### Excerpt provided
▶

Data Architect - Montreal, Canada

Human Agency

15h•Remote

About The Position

We’re seeking a Data Architect to design modern, AI-ready data architectures across multiple client engagements. This role sits at the intersection of data modeling, semantic layer design, feature engineering, and AI enablement. You’ll architect systems that make data reliable, reusable, and production-ready for business intelligence, machine learning, and artificial intelligence. You should be equally comfortable designing the data backbone for AI-driven products, writing SQL or Python to unblock a model pipeline, or guiding teams through tradeoffs between flexibility, cost, and responsible automation.

Requirements

7+ years in data engineering/analytics engineering with ownership of production pipelines and BI at scale.
Demonstrated success owning and stabilizing production data platforms and critical pipelines.
Strong grasp of modern data platforms (e.g., Snowflake), orchestration (Airflow), and transformation frameworks (dbt or equivalent).
Competence with data integration (ELT/ETL), APIs, cloud storage, and SQL performance tuning.
Practical data reliability experience: observability, lineage, testing, and change management.
Operates effectively in ambiguous, partially documented environments; creates order quickly through documentation and standards.
Prior ownership of core operations and reliability for business-critical pipelines with defined SLOs and incident response.
Demonstrated client-facing experience (consulting/agency or internal platform teams with cross-functional stakeholders) and outstanding written/verbal communication (executive briefings, workshops, decision memos).
Bachelor’s degree or equivalent experience.
Commitment to ethical practices and responsible AI.

Nice To Haves

Deep interest in Generative AI and Machine Learning.
Basic scripting ability in Python.
Practical Generative AI experience: shipped at least one end-to-end workflow (e.g., RAG) including ingestion, embeddings, retrieval, generation, and evaluation.
Working knowledge of LLM behavior (tokens, context windows, temperature/top-p, few-shot/tool use) and how to tune for quality/cost/latency.
Comfort with vector search (e.g., pgvector or a hosted vector store) and hybrid retrieval patterns.
Evaluation & safety basics: offline evaluation harnesses, lightweight online A/B tests, and guardrails for PII and prompt-injection.
MLOps for LLMs: experiment tracking, versioning of prompts/configs, CI/CD for data & retrieval graphs, and production monitoring (latency, cost, drift).
Python scripting for data/LLM utilities and service integration (APIs, batching, retries).
Familiarity with BI tools (Power BI/Tableau) and semantic layer design.
Exposure to streaming, reverse ETL, and basic MDM/reference data management.
Security & governance awareness (role‑based access, least privilege, data retention).

Responsibilities

Design and implement end-to-end data architectures in Snowflake — from raw ingestion through staging, fact/dimension modeling, and semantic layer design.
Define data models that balance flexibility for analysts with performance and scalability for production.
Partner with engineering teams to integrate data from source applications and operational systems.
Establish versioned modeling standards and documentation to ensure consistency across domains.
Build or refine semantic layers that unify metric definitions across BI tools like Tableau, Power BI, or Looker.
Collaborate with business owners to define KPIs, approve new metrics, and monitor adoption.
Implement versioned datasets and definitions to support reliable analytics and reporting.
Architect feature pipelines and data contracts that support point-in-time correctness for machine learning models.
Collaborate with data scientists and AI engineers to implement reusable feature stores for both training (offline) and deployment (online) use.
Monitor data quality and prevent data leakage that could affect model performance.
Support event-driven architectures that bridge predictive models with operational systems.
Partner with AI teams to integrate structured and unstructured data into generative and agentic workflows (e.g., RAG, copilots, automated evaluation agents).
Design APIs or event structures that serve predictions and triggers in near real time.
Measure adoption and value of AI-driven workflows through data instrumentation.

◀

### Required action 1
Reproduce the part of the Data Architect job posting between "Responsibilities" and "machine learning models.", inclusive.
### Required action 2
How many years of data engineering or analytics engineering experience does the Data Architect job posting require?
Rely only on the Data Architect job posting.

Referring expression grounding data
▶

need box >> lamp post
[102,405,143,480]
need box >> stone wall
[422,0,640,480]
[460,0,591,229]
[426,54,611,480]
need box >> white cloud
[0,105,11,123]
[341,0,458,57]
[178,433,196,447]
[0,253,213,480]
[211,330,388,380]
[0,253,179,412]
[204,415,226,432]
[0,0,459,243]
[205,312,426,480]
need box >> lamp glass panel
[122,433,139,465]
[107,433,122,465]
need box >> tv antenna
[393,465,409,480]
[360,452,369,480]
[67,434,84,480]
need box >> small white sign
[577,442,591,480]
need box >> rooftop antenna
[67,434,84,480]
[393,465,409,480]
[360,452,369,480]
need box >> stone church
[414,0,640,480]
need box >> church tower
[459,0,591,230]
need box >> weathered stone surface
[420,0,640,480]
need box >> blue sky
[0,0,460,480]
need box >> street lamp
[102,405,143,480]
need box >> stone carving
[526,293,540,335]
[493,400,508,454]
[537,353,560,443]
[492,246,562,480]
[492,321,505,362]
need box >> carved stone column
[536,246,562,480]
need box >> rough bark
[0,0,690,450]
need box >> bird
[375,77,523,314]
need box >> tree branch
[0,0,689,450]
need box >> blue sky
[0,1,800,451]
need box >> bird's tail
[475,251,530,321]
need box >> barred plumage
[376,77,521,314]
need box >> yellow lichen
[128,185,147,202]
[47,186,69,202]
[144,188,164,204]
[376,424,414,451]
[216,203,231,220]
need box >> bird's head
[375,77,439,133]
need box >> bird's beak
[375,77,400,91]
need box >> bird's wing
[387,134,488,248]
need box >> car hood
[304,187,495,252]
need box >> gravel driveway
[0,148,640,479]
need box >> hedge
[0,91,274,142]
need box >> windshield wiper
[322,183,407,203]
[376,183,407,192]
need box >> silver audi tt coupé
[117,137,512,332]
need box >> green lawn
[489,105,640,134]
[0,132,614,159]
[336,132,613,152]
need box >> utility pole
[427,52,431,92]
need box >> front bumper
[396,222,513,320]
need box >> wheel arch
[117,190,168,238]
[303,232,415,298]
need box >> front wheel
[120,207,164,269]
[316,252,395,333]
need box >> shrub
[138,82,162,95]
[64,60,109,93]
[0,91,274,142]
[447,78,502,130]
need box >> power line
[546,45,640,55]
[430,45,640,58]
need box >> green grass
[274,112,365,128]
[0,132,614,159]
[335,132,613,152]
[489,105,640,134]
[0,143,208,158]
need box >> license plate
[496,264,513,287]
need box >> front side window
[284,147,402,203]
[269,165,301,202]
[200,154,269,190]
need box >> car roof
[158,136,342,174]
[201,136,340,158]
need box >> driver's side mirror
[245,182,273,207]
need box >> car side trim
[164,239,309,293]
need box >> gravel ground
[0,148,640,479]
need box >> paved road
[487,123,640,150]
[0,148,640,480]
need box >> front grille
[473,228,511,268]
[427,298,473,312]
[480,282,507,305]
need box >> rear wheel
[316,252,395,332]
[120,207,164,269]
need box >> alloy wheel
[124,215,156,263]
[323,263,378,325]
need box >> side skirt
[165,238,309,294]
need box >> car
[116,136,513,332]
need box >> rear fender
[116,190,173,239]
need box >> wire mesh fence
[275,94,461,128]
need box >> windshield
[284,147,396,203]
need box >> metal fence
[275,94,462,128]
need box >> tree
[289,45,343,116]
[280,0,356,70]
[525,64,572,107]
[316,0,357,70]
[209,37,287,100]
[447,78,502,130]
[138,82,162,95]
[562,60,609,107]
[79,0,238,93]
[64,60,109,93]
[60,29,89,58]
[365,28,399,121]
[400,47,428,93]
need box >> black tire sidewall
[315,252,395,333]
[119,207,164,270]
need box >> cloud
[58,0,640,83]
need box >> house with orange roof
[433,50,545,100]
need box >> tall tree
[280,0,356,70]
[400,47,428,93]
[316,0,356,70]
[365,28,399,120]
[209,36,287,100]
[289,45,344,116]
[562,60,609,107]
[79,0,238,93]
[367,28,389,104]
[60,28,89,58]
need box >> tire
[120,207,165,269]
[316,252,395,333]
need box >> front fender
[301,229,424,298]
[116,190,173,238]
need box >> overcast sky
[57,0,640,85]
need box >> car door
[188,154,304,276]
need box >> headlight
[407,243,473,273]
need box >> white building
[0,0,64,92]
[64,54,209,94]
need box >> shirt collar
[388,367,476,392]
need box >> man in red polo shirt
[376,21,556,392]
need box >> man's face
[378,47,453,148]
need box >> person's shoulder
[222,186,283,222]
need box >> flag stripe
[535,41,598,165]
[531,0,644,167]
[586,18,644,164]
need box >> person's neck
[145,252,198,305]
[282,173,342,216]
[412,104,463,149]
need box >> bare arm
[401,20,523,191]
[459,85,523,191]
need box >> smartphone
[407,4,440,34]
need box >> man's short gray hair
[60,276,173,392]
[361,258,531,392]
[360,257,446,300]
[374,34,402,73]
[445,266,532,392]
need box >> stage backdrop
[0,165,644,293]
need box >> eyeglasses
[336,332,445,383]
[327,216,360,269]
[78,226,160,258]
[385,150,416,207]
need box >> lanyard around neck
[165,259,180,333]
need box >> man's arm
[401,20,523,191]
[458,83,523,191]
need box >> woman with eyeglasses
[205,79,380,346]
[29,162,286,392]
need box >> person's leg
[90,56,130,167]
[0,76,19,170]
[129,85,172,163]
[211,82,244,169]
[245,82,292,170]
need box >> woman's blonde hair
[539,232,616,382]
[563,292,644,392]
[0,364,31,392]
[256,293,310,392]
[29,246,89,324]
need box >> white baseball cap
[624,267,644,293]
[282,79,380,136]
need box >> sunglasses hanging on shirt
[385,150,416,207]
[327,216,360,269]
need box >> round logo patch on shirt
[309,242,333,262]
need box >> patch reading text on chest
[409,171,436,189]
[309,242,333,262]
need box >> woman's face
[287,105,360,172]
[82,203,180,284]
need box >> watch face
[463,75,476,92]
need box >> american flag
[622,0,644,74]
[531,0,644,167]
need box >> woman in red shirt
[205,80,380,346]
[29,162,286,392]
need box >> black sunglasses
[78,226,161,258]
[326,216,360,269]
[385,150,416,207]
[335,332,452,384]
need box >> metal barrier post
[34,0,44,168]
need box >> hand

◀

### Answer 1
Responsibilities

Design and implement end-to-end data architectures in Snowflake — from raw ingestion through staging, fact/dimension modeling, and semantic layer design.
Define data models that balance flexibility for analysts with performance and scalability for production.
Partner with engineering teams to integrate data from source applications and operational systems.
Establish versioned modeling standards and documentation to ensure consistency across domains.
Build or refine semantic layers that unify metric definitions across BI tools like Tableau, Power BI, or Looker.
Collaborate with business owners to define KPIs, approve new metrics, and monitor adoption.
Implement versioned datasets and definitions to support reliable analytics and reporting.
Architect feature pipelines and data contracts that support point-in-time correctness for machine learning models.

### Answer 2
7+ years